_GIVEN PROBLEM_
Please output the data from its start through the line containing "(1038, 424)", inclusive, as a two-column CSV with the headers input and output. Each row should hold one input text and its answer, with each value in a single quoted field and line breaks replaced by spaces.

+ + + +

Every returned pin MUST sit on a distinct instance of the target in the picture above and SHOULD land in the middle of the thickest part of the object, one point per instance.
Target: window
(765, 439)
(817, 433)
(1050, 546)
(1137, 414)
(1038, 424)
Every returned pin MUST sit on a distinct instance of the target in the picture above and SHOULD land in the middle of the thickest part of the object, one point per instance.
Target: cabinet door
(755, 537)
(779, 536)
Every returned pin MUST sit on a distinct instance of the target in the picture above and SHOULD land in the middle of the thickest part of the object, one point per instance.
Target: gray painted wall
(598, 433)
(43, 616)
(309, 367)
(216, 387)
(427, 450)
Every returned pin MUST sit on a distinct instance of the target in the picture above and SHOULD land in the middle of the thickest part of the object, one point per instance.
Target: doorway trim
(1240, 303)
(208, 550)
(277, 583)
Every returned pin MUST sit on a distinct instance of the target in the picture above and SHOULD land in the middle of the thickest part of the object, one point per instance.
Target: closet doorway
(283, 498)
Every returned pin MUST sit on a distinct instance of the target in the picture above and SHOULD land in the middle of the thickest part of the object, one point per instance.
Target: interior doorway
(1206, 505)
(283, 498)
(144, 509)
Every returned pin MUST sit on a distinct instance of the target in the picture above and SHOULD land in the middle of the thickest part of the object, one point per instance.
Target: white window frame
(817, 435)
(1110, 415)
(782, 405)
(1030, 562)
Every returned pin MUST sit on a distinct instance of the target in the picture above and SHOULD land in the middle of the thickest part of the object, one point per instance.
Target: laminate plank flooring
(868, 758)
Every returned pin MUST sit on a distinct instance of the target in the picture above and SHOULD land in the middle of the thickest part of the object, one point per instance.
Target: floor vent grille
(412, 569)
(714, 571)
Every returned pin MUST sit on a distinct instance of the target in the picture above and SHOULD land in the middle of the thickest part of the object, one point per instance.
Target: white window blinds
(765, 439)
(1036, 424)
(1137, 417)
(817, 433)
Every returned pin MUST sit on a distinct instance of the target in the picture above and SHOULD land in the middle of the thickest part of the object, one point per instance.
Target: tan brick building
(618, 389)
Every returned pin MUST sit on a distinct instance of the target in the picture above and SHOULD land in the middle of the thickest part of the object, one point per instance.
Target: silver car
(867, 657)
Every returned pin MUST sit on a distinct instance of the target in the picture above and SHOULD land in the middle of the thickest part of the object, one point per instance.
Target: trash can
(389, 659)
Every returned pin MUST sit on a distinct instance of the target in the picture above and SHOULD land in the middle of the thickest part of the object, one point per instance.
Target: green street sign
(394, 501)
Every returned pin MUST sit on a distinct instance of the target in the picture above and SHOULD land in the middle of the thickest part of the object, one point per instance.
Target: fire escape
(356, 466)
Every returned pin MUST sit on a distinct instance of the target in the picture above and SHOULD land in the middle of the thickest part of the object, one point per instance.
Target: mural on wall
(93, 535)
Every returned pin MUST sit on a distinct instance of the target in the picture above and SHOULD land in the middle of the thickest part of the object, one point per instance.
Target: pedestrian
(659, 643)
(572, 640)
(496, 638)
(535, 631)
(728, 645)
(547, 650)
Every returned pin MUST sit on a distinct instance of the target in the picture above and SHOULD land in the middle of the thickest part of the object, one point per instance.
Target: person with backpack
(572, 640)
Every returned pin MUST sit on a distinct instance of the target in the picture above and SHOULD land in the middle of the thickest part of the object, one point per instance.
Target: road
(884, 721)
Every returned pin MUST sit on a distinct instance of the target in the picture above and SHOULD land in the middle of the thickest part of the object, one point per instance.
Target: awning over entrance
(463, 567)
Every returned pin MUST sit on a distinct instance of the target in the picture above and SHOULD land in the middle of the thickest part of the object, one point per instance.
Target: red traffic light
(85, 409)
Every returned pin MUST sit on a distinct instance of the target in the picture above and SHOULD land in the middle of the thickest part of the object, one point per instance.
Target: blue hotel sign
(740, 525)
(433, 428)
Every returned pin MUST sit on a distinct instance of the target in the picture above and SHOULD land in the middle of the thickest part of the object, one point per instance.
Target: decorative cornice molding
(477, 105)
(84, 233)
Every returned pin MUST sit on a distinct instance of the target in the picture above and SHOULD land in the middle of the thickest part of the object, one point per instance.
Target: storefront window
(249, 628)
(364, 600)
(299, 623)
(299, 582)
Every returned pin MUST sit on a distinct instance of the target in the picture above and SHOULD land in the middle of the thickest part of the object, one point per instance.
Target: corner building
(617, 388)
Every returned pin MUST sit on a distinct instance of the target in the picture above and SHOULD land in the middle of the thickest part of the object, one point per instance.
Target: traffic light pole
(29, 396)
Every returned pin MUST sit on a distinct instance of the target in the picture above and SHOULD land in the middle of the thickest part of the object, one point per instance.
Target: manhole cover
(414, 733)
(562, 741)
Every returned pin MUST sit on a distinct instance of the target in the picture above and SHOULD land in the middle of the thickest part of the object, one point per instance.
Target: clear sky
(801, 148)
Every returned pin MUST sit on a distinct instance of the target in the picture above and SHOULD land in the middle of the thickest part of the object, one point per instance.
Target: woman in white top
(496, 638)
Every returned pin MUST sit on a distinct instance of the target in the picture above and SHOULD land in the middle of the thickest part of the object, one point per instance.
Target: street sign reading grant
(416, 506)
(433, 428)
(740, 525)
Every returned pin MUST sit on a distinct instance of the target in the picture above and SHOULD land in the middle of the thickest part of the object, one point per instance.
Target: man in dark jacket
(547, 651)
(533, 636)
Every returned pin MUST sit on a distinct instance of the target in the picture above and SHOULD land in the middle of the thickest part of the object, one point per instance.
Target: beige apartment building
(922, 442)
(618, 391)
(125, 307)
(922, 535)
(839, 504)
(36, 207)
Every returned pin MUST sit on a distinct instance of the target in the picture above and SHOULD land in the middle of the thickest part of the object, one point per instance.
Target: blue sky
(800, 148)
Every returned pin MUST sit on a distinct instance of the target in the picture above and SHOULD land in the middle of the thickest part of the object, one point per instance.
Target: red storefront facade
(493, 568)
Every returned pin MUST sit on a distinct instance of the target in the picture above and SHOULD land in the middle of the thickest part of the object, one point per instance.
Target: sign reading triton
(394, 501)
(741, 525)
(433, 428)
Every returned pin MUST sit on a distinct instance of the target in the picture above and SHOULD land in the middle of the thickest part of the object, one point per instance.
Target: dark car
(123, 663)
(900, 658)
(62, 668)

+ + + +

_RESULT FOR THIS TASK_
input,output
"Every returned pin MUST sit on a distinct instance of the target in the picture above and SHOULD land in the middle of the thickest part of the object, one point per instance. Target: window","(765, 439) (817, 433) (1050, 546) (1137, 414) (1038, 424)"